**Set exercise**
Give back exactly the lines running from the line with "in background in" to the end of the entries, and only those lines.

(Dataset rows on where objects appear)
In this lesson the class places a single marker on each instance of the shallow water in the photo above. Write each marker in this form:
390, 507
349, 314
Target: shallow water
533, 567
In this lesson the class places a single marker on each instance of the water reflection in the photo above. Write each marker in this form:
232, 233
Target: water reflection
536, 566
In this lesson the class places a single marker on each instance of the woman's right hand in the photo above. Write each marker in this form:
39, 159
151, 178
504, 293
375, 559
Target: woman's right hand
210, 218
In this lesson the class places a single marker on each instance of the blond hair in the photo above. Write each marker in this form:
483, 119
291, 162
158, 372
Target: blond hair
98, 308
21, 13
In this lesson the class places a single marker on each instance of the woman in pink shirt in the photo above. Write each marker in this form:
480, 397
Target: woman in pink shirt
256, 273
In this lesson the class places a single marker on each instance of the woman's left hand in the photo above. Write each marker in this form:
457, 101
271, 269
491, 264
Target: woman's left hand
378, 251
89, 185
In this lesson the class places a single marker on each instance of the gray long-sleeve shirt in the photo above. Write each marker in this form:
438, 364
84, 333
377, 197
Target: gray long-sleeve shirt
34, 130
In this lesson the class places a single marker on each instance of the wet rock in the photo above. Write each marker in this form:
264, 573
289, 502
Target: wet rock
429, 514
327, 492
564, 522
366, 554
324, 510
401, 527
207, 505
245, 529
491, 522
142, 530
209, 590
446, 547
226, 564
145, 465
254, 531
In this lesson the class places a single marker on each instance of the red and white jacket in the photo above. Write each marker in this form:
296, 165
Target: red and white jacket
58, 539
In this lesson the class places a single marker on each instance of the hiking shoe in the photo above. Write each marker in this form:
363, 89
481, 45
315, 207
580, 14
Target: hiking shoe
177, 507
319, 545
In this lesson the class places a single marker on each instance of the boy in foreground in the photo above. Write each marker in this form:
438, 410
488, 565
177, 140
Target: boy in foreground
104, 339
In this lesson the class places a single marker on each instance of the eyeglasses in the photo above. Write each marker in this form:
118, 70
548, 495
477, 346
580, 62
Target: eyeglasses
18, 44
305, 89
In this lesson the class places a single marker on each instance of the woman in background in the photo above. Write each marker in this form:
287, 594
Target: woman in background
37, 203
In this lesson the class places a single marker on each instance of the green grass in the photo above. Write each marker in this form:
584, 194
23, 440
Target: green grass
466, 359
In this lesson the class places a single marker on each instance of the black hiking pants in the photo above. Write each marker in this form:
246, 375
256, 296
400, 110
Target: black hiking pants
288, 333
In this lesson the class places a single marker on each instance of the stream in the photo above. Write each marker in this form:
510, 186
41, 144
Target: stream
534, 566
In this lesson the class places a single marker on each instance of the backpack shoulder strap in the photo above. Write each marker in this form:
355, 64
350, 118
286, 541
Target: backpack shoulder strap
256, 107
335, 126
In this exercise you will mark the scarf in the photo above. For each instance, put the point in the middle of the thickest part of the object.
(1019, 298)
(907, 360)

**Written response**
In this lesson the class places a single marker on each instance of the woman in background in the photo above. Write each marker in this form:
287, 594
Target: woman in background
37, 203
In this lesson the class places a single marker on each instance of the green grass in the photo above. Write each marker in this form:
584, 194
23, 440
Target: green grass
466, 359
In this lesson the class places a single marker on each instance of the black hiking pants in the photo above. Write each marker in this form:
246, 375
256, 296
400, 110
Target: black hiking pants
288, 333
In this lesson the class places a single marker on each instance of the stream in the photo above. Write each marker in this form:
510, 186
41, 144
Target: stream
534, 566
In this lesson the class places a single marker on each instance of the backpack shoulder strap in the photo above. Write each marker in this form:
355, 64
350, 118
286, 541
Target: backpack shoulder strap
256, 107
335, 126
In this exercise you will mark the scarf in the photo above. For each instance, put the point in the middle of the thickest part of the object.
(1019, 298)
(907, 360)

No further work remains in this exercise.